* Start TEXT *

One of the first things we look at when examining a resource estimate is how much of the resource is classified as Measured / Indicated (“M&I”) versus the tonnage classified as Inferred.  It’s important to understand the uncertainty in the estimate and to a large degree the Inferred proportion gives us that.   At the same time I think we tend to focus less on the split between the Measured and Indicated tonnages.
We are all aware of the study limitations imposed by Inferred resources.  They are speculative in nature and hence cannot be used in the economic models for feasibility and pre-feasibility studies. However Inferred resource can be used for production planing in Preliminary Economic Assessments (“PEA”).
Inferred resources are also so speculative that one cannot add them to the Measure and Indicated tonnages in a resource statement, although that is what just about everyone does when looking at a project.   I don’t think I fully understand the concerns with a resource statement if it included a row that adds M&I tonnage with Inferred tonnes as long as everything is open and transparent.   When a PEA production schedule is presented, the three resource classifications are combined into a single tonnage number but in the resource statement itself the M&I&I cannot be totaled.  A bit contradictory I feel.

* End TEXT *
* Start DATASET ENTRIES *

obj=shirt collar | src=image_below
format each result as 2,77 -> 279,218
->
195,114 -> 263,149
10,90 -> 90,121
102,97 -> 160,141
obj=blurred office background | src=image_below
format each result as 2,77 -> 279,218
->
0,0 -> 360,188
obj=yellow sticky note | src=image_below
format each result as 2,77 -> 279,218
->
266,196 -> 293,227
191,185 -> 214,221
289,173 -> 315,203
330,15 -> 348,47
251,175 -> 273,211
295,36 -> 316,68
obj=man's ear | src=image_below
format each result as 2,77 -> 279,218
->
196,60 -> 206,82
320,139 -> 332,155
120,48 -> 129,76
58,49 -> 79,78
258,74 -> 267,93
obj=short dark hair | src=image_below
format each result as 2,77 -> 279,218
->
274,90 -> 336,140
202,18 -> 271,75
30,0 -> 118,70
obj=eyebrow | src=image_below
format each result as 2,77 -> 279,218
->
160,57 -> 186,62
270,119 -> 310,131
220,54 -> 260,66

* End DATASET ENTRIES *
* Start DATASET ENTRIES *

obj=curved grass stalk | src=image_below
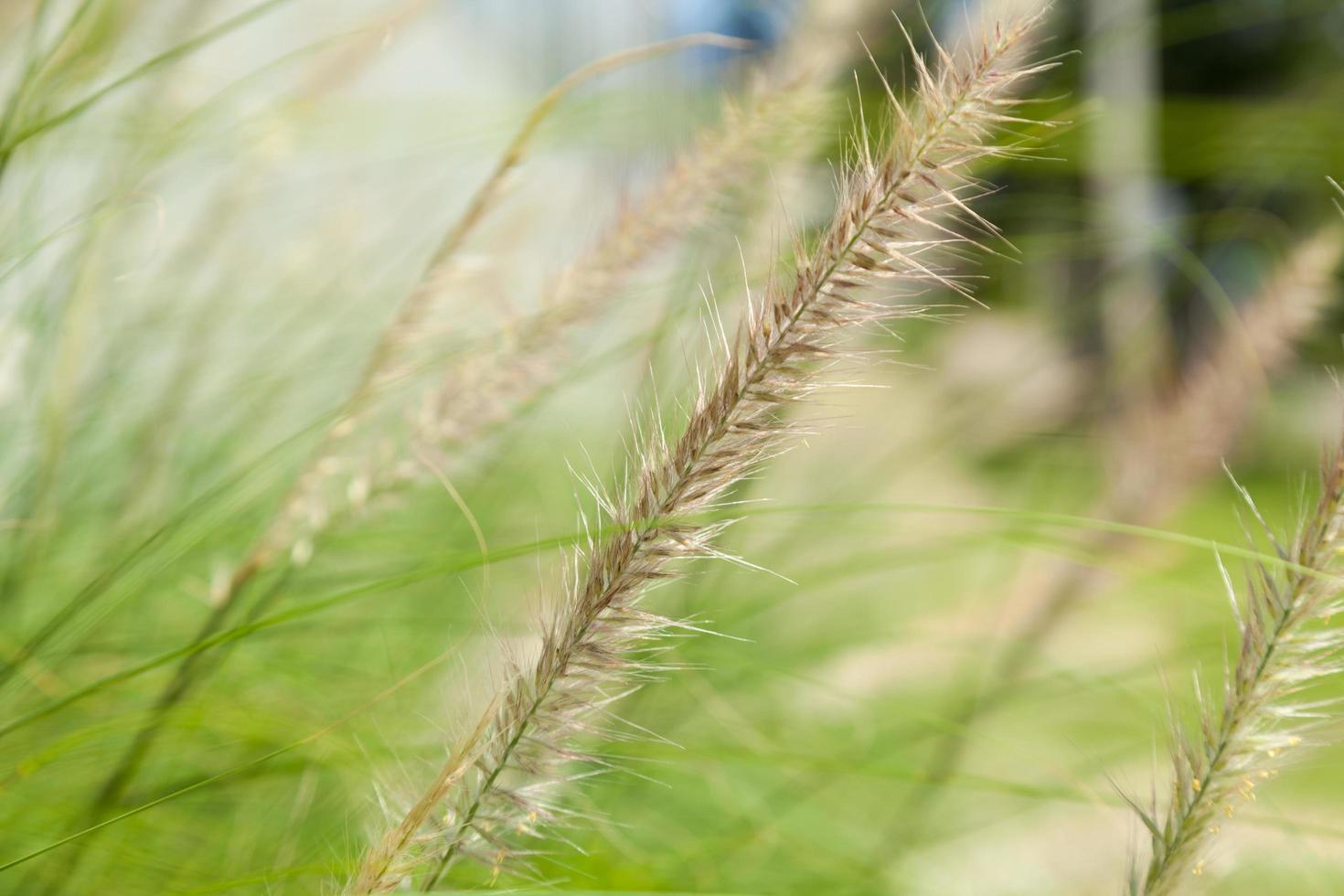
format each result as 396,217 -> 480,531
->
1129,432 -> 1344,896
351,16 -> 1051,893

* End DATASET ENTRIES *

### DIRECTIVES
A. List the resource classifications named in the resource-estimate text.
B. Continue the resource-estimate text from its final sentence.
These data records have no connection to the resource-estimate text.

### WRITTEN RESPONSES
A. Measured, Indicated, Inferred

B.
With regards to the M&I tonnage, it appears to me that companies are most interested in what part of their  resource meets the M&I threshold but are not as interested in how the tonnage is split between Measured and Indicated.   It seems that M&I are largely being treated the same.  Since both Measured and Indicated resources can be used in the feasibility economic analysis, does it matter if the split is 100% Measured (Proven) or 100% Indicated (Probable)?   The NI 43-101 and CIM guidelines provide definitions for Measured and Indicated resource but do not specify any different treatment like they do for the Inferred resources.


CIM Resources to Mineral Reserves

Relationship between Mineral Reserves and Mineral Resources (CIM Definition Standards).


In my past experience with feasibility studies, some people used the rule-of-thumb that the tonnage mined during the payback period must largely consist of Measure resource (i.e. Proven reserve) and then the rest of the production schedule could rely on Indicated tonnage (Probable reserve).  The idea was that a way to reduce project risk was to ensure that the production tonnage providing the capital recovery should be based on the resource with the highest certainty.   Nowadays I generally do not see this same requirement for Measured resources, although I am not aware of what everyone is doing in every study.   I realize there is a cost, and possibly a significant cost, to shift Indicated resource to Measured so there may be some hesitation. Hence it may be simpler for everyone to simply regard the Measured and Indicated tonnages in roughly the same way.
NI 43-101 specifies how the Inferred resource can and cannot be utilized.  Is it a matter of time before the regulators start specifying how Measured and Indicated resources can be used?  I see some potential merit to this idea but adding more regulation and cost to an already burdened industry is not helpful.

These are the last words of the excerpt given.